* _SUPPLIED PASSAGE_
--- begin ---
How did you go about learning how to handstand?

I tried figuring it out with no guidance as a carefree 18 year old and managed to have a very unclean handstand.

I tried relearning it properly as a 30year old and found out that a decade or computer work left me without the proper shoulder mobility to protract overhead with decent internal rotation.

As a result I can get severe neckpain (usually 4-6 weeks to recover) coming from overactive upper traps


I was in a very similar situation myself, didn't realize how much spending ~8yrs doing computer work caused other muscles to atrophy, had difficulty not overly engaging upper traps + arms for everything when trying a fitness plan.

I've slowly gotten to the point where I'm fairly well-rounded as far as being able to use core, pecs, glutes, lats etc. during various exercises, without overly taxing upper traps.

If I were to do things over again I'd probably start with a regular yoga practice just to get better mind-body connection and get full body strength to a decent baseline.

For handstands specifically you might check out this guy's video which imo is well thought out, thorough, designed for people not already in shape: https://www.youtube.com/watch?v=1XJ2zR5tE0I

From the same guy, I've been following a full body mobility routine which you may find useful too—seems to hit a lot of spots that get problematic through desk work: https://www.youtube.com/watch?v=E2SOrScNbww


I think this is one of the things I liked most about the article. Even with being full of memes (which I admit I enjoyed, despite them not being useful), the article's progression of stages of mastery in preparation for the handstand was VERY useful. It made it clear that there are going to be multiple stages of growth before doing it, so that we won't hurt ourself once we try it. Sure, I can probably get vertical (with help of a wall), but without that prep I am much more likely to hurt myself because all of my other supporting muscles are not prepared.
--- end ---
* _RAW DATA_
--- begin ---
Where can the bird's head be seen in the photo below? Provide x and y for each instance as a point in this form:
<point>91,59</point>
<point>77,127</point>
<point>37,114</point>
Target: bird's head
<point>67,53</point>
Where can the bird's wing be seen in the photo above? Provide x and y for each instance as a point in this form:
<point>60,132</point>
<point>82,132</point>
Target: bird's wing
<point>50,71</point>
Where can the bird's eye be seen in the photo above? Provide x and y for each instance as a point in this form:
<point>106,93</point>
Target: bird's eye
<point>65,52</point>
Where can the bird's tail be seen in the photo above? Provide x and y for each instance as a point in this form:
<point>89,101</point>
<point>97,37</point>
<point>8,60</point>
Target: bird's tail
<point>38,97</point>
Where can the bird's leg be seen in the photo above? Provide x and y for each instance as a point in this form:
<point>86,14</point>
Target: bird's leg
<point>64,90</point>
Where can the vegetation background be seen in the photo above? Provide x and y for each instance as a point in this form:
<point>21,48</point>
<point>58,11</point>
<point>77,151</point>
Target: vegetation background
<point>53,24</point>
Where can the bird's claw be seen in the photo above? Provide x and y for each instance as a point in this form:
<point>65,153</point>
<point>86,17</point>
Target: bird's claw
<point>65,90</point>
--- end ---
* _TASKS FOR THIS EXERCISE_
#1 In the handstand discussion, how long does the first commenter say the neck pain usually takes to recover from?
#2 Write what comes next in the handstand discussion, picking up after its final comment.

* _OUTPUTS FOR THE TASKS_
#1 Usually 4-6 weeks.

#2
As to general shoulder health and for something different. I found TGU (Turkish Getups) to be fantastic !

Ive always tried to limit the amount of weight I do with these and do it at most every other day, vs say everyday !

Is definitely (weirdly so) one the exercises that always made me "feel good and strong". Its generally considered a "slow lift" and it can become quite meditative !


Probably just a muscle spasm. This has happened to me a lot when I start a new exercise or restart an exercise after a long layoff, particularly handstand push-ups and to a lesser extent other exercises targeting the neck or upper back. It’s actually interesting you had the same experience, it’s not it’s me.